Excerpt:
Then, I tried refactoring and splitting up the algorithm into different classes and files without changing the algorithm at all. I decided on using the decorator pattern since it seems to fit. However when I run the program now, it makes each request really slowly (15+ min). I know this because my puts statements get printed out really slowly.
New and slower implementation (https://github.com/EdmundMai/minion/blob/master/lib/minion.rb)
require 'bundler/setup'
require "minion/version"
require "yahoo-finance"
require "minion/dilution_finder"
require "minion/negative_finder"
require "minion/small_cap_finder"
require "minion/market_fetcher"
module Minion
class << self
def query(exchange)
all_companies = CSV.read("#{exchange}.csv")
all_tickers = all_companies.map { |row| row[0] }
short_finder = DilutionFinder.new(NegativeFinder.new(SmallCapFinder.new(MarketFetcher.new(all_tickers))))
short_finder.results
end
end
end
The part it's lagging at according to my puts:
require "yahoo-finance"
require "business_time"
require_relative "stock_finder"
class NegativeFinder < StockFinder
def results
client = YahooFinance::Client.new
results = []
finder.results.each_with_index do |stock, index|
begin
data = client.historical_quotes(stock.symbol, { start_date: 2.business_days.ago, end_date: Time.now })
closing_prices = data.map(&:close).map(&:to_f)
volumes = data.map(&:volume).map(&:to_i)
negative_3_days_in_a_row = closing_prices == closing_prices.sort
larger_than_average_volume = volumes.reduce(:+) / volumes.count > stock.average_daily_volume.to_i
if negative_3_days_in_a_row && larger_than_average_volume
results << stock
puts "Qualified: #{stock.symbol}, finished with #{index} out of #{finder.results.count}"
else
puts "Not qualified: #{stock.symbol}, finished with #{index} out of #{finder.results.count}"

Record excerpts:
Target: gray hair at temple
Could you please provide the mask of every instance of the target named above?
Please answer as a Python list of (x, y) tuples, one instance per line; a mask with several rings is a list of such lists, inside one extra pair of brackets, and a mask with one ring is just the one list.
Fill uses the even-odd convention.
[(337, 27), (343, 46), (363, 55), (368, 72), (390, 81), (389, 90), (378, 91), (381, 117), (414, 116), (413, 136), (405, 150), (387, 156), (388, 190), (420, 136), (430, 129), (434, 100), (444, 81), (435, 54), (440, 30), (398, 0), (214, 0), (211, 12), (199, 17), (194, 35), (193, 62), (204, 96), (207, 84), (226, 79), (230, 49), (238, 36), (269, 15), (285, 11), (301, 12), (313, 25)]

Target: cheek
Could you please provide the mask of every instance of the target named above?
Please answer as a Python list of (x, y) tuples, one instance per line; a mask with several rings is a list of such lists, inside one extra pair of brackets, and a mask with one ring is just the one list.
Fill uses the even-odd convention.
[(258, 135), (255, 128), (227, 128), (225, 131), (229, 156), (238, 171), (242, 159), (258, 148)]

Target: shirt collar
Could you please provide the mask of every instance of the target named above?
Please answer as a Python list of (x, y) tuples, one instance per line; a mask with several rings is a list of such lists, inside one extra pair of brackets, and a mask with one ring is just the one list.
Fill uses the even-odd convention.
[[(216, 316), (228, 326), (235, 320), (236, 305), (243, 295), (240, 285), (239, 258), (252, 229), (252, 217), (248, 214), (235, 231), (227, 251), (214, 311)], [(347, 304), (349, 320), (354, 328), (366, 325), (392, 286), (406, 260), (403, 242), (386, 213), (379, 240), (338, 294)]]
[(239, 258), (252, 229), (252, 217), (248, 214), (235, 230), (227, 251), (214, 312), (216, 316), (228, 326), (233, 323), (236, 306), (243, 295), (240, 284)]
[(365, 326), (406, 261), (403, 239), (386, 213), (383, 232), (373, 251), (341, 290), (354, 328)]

Task instructions:
1 > Translate this sentence from the excerpt on the slow Ruby stock finder into Spanish: "I decided on using the decorator pattern since it seems to fit."
2 > In the excerpt on the slow Ruby stock finder, which class does NegativeFinder inherit from?
3 > Carry the excerpt on the slow Ruby stock finder forward from the point where it stops.

Results by task:
1 > Decidí usar el patrón decorador, ya que parece encajar.

2 > StockFinder.

3 >
end
rescue => e
puts e.inspect
end
end
results
end
end
It's lagging on step 3 (making one request for each stock). Not sure what's going on so any advice would be appreciated. If you want to clone the program and run it, just comment in the last line in lib/minion.rb and type ruby lib/minion.rb

After debugging it I figured it out. It was because I was calling finder.results (results being the decorated method) inside of the loop as shown below:
require 'bundler/setup'
require "minion/version"
require "yahoo-finance"
require "minion/dilution_finder"
require "minion/negative_finder"
require "minion/small_cap_finder"
require "minion/market_fetcher"
module Minion
class << self
def query(exchange)
all_companies = CSV.read("#{exchange}.csv")
all_tickers = all_companies.map { |row| row[0] }
short_finder = DilutionFinder.new(NegativeFinder.new(SmallCapFinder.new(MarketFetcher.new(all_tickers))))
short_finder.results
end
end
end
The part it's lagging at according to my puts:
require "yahoo-finance"
require "business_time"
require_relative "stock_finder"
class NegativeFinder < StockFinder
def results
client = YahooFinance::Client.new
results = []
finder.results.each_with_index do |stock, index|
begin
data = client.historical_quotes(stock.symbol, { start_date: 2.business_days.ago, end_date: Time.now })
closing_prices = data.map(&:close).map(&:to_f)
volumes = data.map(&:volume).map(&:to_i)
negative_3_days_in_a_row = closing_prices == closing_prices.sort
larger_than_average_volume = volumes.reduce(:+) / volumes.count > stock.average_daily_volume.to_i
if negative_3_days_in_a_row && larger_than_average_volume
results << stock
// HERE!!!!!!!!!!!!!!!!!!!!!!!!!
puts "Qualified: #{stock.symbol}, finished with #{index} out of #{finder.results.count}" <------------------------------------
else
// AND HERE!!!!!!!!!!!!!!!!!!!!!!!!!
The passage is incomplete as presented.